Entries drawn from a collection
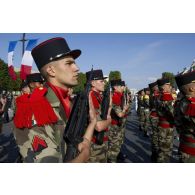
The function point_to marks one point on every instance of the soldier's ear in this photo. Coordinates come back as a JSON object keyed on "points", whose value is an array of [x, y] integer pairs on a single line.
{"points": [[50, 69], [92, 83]]}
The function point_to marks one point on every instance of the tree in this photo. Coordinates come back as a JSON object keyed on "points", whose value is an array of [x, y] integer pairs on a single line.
{"points": [[171, 77], [6, 83], [81, 83], [114, 75]]}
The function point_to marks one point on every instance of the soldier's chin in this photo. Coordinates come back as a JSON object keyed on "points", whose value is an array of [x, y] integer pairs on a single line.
{"points": [[73, 84]]}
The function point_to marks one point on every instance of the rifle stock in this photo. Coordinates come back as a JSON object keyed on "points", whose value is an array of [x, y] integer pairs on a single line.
{"points": [[104, 112], [76, 125]]}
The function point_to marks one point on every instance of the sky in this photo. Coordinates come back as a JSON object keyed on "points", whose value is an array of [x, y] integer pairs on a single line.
{"points": [[140, 57]]}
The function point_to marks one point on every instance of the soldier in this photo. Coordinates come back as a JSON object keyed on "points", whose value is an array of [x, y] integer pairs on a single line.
{"points": [[185, 116], [154, 119], [117, 113], [166, 121], [34, 80], [125, 102], [146, 104], [98, 151], [141, 109], [41, 139], [2, 107], [24, 88]]}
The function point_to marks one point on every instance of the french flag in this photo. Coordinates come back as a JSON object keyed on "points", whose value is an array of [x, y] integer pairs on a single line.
{"points": [[27, 59], [12, 45]]}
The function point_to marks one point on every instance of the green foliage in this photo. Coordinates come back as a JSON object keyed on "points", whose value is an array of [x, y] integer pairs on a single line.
{"points": [[114, 75], [171, 77], [6, 83], [81, 83]]}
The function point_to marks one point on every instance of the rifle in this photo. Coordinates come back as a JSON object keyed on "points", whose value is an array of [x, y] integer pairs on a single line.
{"points": [[124, 99], [104, 111], [76, 125]]}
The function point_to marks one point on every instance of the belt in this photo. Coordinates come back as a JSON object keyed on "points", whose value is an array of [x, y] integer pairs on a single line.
{"points": [[105, 139], [154, 114]]}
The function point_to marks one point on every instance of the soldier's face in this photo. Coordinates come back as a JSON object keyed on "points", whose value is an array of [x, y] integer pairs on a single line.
{"points": [[66, 72], [26, 90], [166, 88], [155, 88], [118, 89], [98, 85]]}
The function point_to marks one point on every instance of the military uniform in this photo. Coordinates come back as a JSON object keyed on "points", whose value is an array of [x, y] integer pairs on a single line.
{"points": [[141, 111], [166, 124], [98, 152], [185, 120], [154, 119], [43, 143], [40, 135], [146, 103], [115, 130], [124, 119]]}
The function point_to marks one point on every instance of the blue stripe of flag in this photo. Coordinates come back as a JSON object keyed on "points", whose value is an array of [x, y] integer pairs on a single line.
{"points": [[12, 45]]}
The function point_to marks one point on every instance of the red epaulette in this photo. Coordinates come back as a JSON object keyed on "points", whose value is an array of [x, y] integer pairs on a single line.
{"points": [[95, 101], [190, 111], [23, 115], [116, 98], [167, 97]]}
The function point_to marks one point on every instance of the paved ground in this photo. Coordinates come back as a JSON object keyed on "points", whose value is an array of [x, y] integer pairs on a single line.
{"points": [[136, 146]]}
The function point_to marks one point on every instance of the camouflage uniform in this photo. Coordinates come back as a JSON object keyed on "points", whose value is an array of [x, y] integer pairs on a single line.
{"points": [[146, 125], [44, 143], [165, 126], [154, 119], [186, 126], [185, 116], [115, 130], [141, 113], [98, 152]]}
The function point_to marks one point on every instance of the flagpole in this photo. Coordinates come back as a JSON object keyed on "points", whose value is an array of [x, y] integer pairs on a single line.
{"points": [[23, 40]]}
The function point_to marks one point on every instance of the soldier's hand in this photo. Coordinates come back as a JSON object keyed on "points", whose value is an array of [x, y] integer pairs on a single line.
{"points": [[126, 107], [92, 113], [84, 149]]}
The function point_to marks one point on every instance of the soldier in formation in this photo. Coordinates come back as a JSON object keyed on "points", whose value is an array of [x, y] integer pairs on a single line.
{"points": [[40, 136]]}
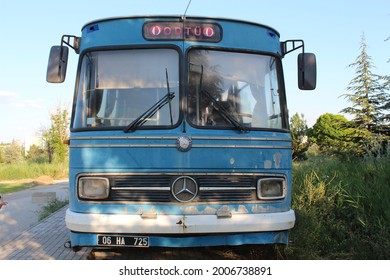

**OBJECTIVE**:
Scale the part of the rows that opens with the line containing "soldier in formation" and runs through the end of the rows. Give those lines again, requests included, with every point coordinate in the answers multiplied by 2.1 and rounded to a whole number (halves up), and leave out the pictures.

**SOLVED PROBLEM**:
The function point_to marks one point on every instance of the soldier in formation in this photo. Coordinates come back as a JSON object keyed on "points", whose value is an array of [x, y] integer pairs on a single line.
{"points": [[84, 286]]}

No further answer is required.